— Start DOCUMENT PASSAGE —
Re: [PATCH -tip] x86/locking/atomic: Use asm_inline for atomic locking insns

From: Uros Bizjak
Date: Wed Mar 05 2025 - 14:48:12 EST


On Wed, Mar 5, 2025 at 6:04 PM Linus Torvalds
<torvalds@xxxxxxxxxxxxxxxxxxx> wrote:
>
> On Tue, 4 Mar 2025 at 22:54, Uros Bizjak <ubizjak@xxxxxxxxx> wrote:
> >
> > Even to my surprise, the patch has some noticeable effects on the
> > performance, please see the attachment in [1] for LMBench data or [2]
> > for some excerpts from the data. So, I think the patch has potential
> > to improve the performance.
>
> I suspect some of the performance difference - which looks
> unexpectedly large - is due to having run them on a CPU with the
> horrendous indirect return costs, and then inlining can make a huge
> difference.
> kvm
> Regardless, I absolutely think that using asm_inline here is the right
> thing for the locked instructions.

It is "Intel(R) Core(TM) i7-10710U"

> That said, I do want to bring up another issue: maybe it's time to
> just retire the LOCK_PREFIX thing entirely?
>
> It harkens back to Ye Olde Days when UP was the norm, and we didn't
> want to pay the cost of lock prefixes when the kernel was built for
> SMP but was run on an UP machine.
>
> And honestly, none of that makes sense any more. You can't buy a UP
> machine any more, and the only UP case would be some silly minimal
> virtual environment, and if people really care about that minimal
> case, they should just compile the kernel without SMP support.
> Becxause UP has gone from being the default to being irrelevant. At
> least for x86-64.
>
> So I think we should just get rid of LOCK_PREFIX_HERE and the
> smp_locks section entirely.

Please note that this functionality is shared with i386 target, so the
removal, proposed above, would somehow penalize 32bit targets. The
situation w.r.t. UP vs SMP is not that clear there, maybe some distro
still provides i386 SMP kernels that would then run unoptimized on UP
systems.

>From the compiler POV, now that "lock; " prefix lost its semicolon,
removing LOCK_PREFIX_HERE or using asm_inline would result in exactly
the same code. The problematic 31k code size increase (1.1%) with -O2
is inevitable either way, if we want to move forward.

My proposal would be to use what a modern compiler offers. By using
asm_inline, we can keep the status quo (mostly for i386) for some more
time, and still move forward. And we get that -Os code size *decrease*
as a bonus for those that want to shave the last byte from the kernel.

Thanks,
Uros.
— End DOCUMENT PASSAGE —
WHAT THE EXERCISE ASKS:
From the patch discussion above, list every distinct identifier that contains an underscore.
— Start MATERIAL —
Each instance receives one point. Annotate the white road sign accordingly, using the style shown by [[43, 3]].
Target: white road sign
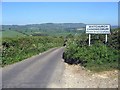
[[98, 29]]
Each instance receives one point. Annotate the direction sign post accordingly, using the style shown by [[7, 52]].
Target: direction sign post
[[106, 38], [89, 39], [98, 29]]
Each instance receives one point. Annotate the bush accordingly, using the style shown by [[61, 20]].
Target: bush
[[97, 57], [17, 49]]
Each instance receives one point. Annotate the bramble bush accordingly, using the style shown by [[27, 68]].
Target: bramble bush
[[97, 57]]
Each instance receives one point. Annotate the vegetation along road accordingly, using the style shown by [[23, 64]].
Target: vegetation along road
[[36, 72]]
— End MATERIAL —
WORKED ANSWER:
asm_inline
LOCK_PREFIX
LOCK_PREFIX_HERE
smp_locks